Aim of the exercise
For this exercise, transcribe all the entries exactly as given and omit the images.
** Opening Given entries block **
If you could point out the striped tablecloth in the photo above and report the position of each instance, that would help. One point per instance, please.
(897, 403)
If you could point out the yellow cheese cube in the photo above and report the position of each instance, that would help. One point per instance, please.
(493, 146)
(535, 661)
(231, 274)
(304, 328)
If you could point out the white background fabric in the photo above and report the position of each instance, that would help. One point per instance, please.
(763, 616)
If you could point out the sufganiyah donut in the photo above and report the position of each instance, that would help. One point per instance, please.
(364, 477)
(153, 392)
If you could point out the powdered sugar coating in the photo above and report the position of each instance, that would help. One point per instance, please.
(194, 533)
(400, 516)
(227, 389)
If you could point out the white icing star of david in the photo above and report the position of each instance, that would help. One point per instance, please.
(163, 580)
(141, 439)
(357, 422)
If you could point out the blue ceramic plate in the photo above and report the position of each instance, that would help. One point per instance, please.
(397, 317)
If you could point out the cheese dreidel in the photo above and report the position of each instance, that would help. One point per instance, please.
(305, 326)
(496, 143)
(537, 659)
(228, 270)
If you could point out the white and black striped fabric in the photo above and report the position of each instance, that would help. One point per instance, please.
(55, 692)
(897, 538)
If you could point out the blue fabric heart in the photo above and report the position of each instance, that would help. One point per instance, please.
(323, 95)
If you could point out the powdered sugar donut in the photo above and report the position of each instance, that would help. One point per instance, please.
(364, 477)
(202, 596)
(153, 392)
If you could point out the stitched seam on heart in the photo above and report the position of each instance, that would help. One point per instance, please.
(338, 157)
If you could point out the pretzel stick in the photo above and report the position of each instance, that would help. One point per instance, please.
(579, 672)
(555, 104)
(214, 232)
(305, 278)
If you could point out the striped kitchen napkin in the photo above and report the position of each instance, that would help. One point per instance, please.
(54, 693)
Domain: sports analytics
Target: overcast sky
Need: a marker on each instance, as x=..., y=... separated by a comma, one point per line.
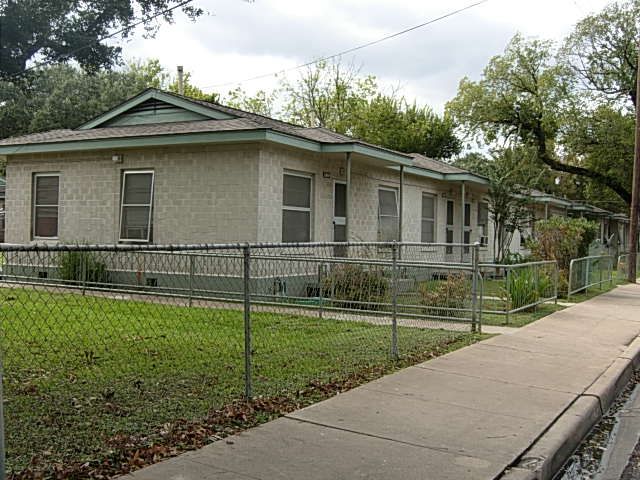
** Closing Given entries block **
Response to this task
If you could point out the striped tablecloth in the photo above and report the position of each instance, that would help. One point per instance, please.
(897, 403)
If you could point out the yellow cheese cube in the photo above and report the position of each instance, that would help. One point per instance, please.
(493, 146)
(535, 661)
(231, 274)
(304, 328)
If you could point out the white background fabric in the photo above and report the position of each instance, that would help. One point per instance, please.
(763, 616)
If you could point out the sufganiyah donut in the photo above and report the position of each instance, that would help. One point per instance, please.
(364, 477)
(153, 392)
If you could point out the powdered sugar coating in the photo above and report the position of each instance, that would help. One point per instance, please.
(194, 533)
(400, 516)
(227, 389)
If you could point out the white icing star of david in the photo above and report the position of each instance, that would help. One point per instance, please.
(163, 580)
(141, 439)
(357, 422)
If you could point out the blue ceramic plate in the photo above and report the position of each instance, that would help. One point per instance, please.
(397, 317)
If you could point out the cheese dreidel in the photo above and report the position of each instance, that would help. One point per instance, please.
(305, 326)
(496, 143)
(537, 659)
(228, 270)
If you could point out the white and black striped fabric in the photo above and report the position of each instance, that would help. One point per instance, please.
(55, 692)
(897, 538)
If you could point out the blue fabric heart in the photo above and report the position of each instance, that would help. One point per instance, please.
(323, 95)
If you could point out the powdered sugar donut in the photo above and report the position of each instance, that would help. One point per instance, please.
(364, 477)
(202, 596)
(153, 392)
If you could point out the stitched seam on heart in the photo above and report the position of each instance, that would help. One point per instance, please.
(338, 157)
If you could point out the pretzel stick in the photo above and report the position of each instance, that would help. One point per instance, please.
(579, 672)
(555, 104)
(214, 232)
(305, 278)
If you could point out the striped kitchen napkin in the photo above and report the position of each instance, that would help. One point per instance, please.
(54, 693)
Domain: sports analytics
Target: overcast sky
Need: a marker on each instance, as x=..., y=... separated by a comma, one point per line.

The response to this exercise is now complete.